— BEGIN Records for processing —

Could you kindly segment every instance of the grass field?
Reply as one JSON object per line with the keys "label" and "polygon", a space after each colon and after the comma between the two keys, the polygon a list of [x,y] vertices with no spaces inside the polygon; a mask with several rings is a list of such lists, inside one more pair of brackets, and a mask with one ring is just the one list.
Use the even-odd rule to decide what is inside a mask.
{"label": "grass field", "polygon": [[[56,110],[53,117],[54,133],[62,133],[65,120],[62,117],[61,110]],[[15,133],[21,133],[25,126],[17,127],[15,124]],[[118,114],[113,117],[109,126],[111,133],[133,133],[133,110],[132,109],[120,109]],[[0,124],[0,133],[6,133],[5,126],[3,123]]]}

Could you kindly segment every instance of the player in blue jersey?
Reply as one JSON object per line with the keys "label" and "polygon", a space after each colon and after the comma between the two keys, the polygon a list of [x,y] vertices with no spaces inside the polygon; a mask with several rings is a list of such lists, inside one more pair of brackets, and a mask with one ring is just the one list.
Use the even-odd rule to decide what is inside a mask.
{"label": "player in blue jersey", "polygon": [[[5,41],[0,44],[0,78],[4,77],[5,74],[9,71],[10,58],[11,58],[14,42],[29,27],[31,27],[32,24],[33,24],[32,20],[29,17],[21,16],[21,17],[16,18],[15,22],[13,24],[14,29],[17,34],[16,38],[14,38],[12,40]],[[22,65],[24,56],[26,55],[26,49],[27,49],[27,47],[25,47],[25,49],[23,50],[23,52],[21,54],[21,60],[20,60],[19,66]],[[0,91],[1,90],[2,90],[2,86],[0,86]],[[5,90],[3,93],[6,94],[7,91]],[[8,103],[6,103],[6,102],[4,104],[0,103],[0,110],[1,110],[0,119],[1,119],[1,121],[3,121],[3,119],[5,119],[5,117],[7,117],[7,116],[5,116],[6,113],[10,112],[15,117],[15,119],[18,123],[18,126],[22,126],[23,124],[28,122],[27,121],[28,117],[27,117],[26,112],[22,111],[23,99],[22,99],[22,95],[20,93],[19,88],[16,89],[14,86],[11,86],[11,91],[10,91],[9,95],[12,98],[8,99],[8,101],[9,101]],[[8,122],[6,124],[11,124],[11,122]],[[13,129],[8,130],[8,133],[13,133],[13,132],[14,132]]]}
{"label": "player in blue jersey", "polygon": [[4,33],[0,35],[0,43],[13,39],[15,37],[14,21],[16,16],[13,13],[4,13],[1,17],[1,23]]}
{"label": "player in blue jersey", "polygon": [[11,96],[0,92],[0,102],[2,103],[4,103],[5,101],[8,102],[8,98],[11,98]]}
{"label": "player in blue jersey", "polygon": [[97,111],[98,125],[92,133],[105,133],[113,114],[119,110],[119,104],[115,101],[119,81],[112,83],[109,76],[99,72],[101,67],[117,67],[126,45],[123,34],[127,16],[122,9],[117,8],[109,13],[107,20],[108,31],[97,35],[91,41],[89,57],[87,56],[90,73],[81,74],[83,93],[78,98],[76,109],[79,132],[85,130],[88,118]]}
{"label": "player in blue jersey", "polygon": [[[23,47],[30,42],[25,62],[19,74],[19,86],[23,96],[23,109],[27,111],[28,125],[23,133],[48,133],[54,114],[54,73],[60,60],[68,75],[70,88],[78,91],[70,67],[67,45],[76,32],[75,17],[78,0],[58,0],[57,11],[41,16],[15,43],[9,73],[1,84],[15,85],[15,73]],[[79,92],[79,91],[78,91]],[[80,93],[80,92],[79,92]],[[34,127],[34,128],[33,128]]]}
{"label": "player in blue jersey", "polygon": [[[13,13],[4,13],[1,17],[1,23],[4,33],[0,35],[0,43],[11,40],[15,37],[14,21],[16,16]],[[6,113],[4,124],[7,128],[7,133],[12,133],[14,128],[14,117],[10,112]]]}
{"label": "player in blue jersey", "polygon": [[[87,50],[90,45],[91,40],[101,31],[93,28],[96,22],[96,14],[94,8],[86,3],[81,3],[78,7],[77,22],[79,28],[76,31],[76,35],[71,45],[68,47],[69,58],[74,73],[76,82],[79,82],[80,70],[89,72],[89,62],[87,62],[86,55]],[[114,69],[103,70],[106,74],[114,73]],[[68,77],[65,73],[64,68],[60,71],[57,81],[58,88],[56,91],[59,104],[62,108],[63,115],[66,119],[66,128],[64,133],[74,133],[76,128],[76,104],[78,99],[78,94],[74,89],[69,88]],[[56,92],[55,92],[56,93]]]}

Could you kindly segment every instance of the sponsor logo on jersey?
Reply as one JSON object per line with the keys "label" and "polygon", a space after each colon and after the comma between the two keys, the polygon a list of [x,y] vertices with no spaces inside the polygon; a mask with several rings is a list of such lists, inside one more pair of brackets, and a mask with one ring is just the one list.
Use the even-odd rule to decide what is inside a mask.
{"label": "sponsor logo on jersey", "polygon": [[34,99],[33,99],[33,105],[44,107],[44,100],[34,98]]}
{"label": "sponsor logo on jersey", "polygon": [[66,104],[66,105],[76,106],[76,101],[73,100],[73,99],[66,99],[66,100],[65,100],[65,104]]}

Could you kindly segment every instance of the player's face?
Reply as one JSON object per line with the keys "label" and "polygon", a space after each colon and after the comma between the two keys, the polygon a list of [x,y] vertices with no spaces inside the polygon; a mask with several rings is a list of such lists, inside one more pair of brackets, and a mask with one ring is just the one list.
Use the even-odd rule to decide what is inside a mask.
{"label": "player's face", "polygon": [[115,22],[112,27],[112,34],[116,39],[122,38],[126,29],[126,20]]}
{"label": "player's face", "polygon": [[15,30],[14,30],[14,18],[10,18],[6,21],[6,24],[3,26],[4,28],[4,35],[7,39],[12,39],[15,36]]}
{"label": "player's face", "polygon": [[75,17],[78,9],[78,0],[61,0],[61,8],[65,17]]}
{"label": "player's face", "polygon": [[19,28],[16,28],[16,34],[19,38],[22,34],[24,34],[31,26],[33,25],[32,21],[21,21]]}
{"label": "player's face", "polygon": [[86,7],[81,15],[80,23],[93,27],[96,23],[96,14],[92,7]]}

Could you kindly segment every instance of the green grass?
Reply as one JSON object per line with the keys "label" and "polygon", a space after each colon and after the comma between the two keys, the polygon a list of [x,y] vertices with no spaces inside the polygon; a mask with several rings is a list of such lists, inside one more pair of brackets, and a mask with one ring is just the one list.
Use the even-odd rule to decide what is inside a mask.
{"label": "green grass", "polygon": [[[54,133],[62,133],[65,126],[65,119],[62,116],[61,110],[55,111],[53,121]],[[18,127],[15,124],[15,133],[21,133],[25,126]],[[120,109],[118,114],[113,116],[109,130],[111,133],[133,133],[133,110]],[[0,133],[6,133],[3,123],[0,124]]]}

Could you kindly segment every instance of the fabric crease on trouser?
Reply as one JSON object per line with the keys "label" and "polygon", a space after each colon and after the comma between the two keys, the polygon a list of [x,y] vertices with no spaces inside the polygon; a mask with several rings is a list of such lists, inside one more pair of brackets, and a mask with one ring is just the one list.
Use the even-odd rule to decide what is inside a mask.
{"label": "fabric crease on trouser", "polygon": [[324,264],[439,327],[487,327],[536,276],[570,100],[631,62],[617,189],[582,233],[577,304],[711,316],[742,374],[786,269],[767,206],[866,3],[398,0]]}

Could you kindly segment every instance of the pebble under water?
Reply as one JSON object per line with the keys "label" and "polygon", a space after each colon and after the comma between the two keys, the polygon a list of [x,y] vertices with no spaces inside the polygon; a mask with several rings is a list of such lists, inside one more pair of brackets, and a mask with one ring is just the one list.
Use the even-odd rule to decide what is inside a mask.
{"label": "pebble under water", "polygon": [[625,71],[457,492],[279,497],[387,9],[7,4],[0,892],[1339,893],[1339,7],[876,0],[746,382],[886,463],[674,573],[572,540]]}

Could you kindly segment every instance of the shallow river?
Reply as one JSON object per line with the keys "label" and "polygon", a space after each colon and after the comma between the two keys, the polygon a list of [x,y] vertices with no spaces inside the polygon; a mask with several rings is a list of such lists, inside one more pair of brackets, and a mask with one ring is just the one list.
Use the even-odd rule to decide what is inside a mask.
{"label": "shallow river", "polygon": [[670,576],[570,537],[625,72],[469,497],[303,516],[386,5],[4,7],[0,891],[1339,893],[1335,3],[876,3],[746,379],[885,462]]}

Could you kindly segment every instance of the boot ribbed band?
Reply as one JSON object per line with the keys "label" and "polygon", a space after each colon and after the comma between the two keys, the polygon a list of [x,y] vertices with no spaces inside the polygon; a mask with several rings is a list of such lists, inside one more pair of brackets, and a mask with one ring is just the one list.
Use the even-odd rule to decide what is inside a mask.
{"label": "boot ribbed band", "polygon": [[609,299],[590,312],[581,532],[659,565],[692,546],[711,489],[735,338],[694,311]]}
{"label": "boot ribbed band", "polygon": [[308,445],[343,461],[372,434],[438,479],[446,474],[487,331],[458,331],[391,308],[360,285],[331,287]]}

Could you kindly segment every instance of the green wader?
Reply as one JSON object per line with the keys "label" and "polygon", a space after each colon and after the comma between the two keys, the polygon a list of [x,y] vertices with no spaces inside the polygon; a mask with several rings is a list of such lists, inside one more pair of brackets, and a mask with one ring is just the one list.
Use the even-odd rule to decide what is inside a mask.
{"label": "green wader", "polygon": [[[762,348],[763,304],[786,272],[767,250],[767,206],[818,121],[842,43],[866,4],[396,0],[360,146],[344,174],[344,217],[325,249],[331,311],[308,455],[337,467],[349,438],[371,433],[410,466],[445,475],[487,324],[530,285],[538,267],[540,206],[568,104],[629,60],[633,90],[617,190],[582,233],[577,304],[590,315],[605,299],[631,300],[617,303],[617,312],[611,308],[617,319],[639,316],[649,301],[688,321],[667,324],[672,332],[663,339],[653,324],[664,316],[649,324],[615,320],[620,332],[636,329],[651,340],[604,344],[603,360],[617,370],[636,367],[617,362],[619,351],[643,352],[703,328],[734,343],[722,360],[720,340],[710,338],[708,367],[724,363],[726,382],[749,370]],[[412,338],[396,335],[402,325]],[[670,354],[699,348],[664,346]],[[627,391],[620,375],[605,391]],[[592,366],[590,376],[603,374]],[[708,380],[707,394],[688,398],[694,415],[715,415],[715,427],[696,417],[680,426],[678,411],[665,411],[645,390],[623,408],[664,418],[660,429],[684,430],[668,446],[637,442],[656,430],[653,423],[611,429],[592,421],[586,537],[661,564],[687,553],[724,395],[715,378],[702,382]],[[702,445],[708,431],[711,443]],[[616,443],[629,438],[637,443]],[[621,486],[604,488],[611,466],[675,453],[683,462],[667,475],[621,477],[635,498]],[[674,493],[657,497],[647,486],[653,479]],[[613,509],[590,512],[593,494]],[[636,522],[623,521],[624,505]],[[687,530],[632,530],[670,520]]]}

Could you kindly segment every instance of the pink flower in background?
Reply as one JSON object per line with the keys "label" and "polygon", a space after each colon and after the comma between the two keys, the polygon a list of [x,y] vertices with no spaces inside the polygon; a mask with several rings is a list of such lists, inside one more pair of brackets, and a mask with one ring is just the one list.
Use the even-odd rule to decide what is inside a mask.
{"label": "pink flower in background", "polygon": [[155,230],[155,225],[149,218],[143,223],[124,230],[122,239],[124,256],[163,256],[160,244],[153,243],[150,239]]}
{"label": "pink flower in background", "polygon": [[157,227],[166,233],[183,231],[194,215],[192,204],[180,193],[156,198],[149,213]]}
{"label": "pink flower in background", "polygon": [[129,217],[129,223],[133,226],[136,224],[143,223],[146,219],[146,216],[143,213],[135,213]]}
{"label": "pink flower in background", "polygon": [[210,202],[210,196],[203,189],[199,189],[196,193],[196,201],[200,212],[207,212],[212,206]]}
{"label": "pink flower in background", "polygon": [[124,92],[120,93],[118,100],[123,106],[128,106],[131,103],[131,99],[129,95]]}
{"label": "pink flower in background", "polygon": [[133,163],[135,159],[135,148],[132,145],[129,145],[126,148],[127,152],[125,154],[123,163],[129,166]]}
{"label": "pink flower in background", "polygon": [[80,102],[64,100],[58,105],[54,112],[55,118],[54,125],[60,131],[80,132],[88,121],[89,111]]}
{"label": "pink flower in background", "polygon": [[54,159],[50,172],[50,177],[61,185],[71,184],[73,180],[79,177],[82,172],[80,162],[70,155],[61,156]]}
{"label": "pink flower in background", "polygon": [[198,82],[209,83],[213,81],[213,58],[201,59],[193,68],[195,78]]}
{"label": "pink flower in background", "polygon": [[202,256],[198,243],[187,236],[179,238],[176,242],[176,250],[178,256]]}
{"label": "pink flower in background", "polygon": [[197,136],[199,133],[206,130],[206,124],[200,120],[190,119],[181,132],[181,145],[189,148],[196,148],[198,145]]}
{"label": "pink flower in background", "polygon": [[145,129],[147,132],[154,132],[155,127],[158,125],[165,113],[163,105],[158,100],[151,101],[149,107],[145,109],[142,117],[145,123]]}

— END Records for processing —

[The exercise]:
Return each line from the rows above that contains the string "water". Case matters.

[The answer]:
Could you kindly segment every instance of the pebble under water?
{"label": "pebble under water", "polygon": [[625,71],[457,492],[279,497],[387,9],[7,4],[0,892],[1339,893],[1339,7],[876,0],[746,382],[886,463],[674,573],[572,540]]}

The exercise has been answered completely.